§ **QUOTED PASSAGE**
*** Begin section ***
Toledo priest Robinson, convicted in nun’s murder, reportedly in hospice

OHIO
Toledo Faith & Values

David Yonke Jun 2, 2014

Gerald Robinson, the Toledo Catholic priest who was convicted in 2006 of murdering a nun 26 years earlier, suffered a severe heart attack and has been moved to a prison hospice in Columbus, according to his attorney.

Rick Kerger, who has represented Robinson in a series of appeals since 2010, said the 76-year-old priest suffered the heart attack over the weekend and is not expected to recover. He is seeking to have Robinson moved to Toledo so that he can “die at home.”

Robinson was convicted in Lucas County Common Pleas Court on May 11, 2006, for the brutal murder of Sister Margaret Ann Pahl, a 71-year-old nun who was attacked in the sacristy of the former Mercy Hospital near downtown Toledo on Holy Saturday, 1980. The petite, elderly nun had been choked nearly to death and then stabbed 32 times in the neck, chest, and face. The killer left Sister Pahl lying on the floor of the sacristy, adjacent to the hospital chapel, partly naked, where her body was discovered by another nun.
*** End section ***
§ **DATA EXTRACT**
*** Begin section ***
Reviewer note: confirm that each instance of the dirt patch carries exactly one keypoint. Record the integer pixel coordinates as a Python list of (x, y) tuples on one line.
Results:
*** End section ***
*** Begin section ***
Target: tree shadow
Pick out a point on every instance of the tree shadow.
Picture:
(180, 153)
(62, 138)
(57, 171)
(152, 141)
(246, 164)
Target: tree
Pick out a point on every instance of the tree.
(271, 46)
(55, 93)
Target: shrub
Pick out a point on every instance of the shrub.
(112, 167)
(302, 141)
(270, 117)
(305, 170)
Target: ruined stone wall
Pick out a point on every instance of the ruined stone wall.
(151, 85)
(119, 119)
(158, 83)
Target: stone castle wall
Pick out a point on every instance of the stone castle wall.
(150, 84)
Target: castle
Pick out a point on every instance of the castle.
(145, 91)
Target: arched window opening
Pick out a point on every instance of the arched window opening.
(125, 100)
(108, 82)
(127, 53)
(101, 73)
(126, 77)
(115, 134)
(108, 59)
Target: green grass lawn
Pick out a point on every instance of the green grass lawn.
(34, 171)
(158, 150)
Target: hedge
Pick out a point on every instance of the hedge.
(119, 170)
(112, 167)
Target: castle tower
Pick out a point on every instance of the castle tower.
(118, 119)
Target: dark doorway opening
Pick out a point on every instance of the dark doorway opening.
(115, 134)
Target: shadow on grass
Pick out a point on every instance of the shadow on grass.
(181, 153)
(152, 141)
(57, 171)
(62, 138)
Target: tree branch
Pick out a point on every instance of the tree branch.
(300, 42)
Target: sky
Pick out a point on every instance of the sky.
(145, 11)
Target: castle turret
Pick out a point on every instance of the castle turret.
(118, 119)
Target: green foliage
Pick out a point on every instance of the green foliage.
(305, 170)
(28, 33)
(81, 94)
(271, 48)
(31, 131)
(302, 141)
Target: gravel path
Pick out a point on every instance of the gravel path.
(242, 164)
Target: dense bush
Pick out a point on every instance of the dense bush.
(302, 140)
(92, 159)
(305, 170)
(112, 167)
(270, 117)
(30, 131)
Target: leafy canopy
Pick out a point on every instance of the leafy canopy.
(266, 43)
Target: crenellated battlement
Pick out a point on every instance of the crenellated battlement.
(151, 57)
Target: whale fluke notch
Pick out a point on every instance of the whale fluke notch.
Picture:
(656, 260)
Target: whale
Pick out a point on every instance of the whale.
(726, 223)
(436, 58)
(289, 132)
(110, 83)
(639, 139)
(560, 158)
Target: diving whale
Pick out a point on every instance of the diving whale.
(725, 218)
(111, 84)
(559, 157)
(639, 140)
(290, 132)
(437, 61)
*** End section ***
§ **YOUR INSTRUCTIONS**
Write the next part of the news article about the Toledo priest convicted in the nun's murder, starting after its last sentence. The lines here were taken from a separate source.

§ **TASK RESULT**
Detectives who investigated the murder in 1980 said that within a week Robinson was their sole suspect. But he was not arrested until April, 2004, after another Toledo nun testified before the diocesan review board that she had been abused as a child by members of a cult that included Robinson. Her testimony reached the Ohio Attorney General’s office, which ordered the Lucas County Cold Case Squad to look into her allegations.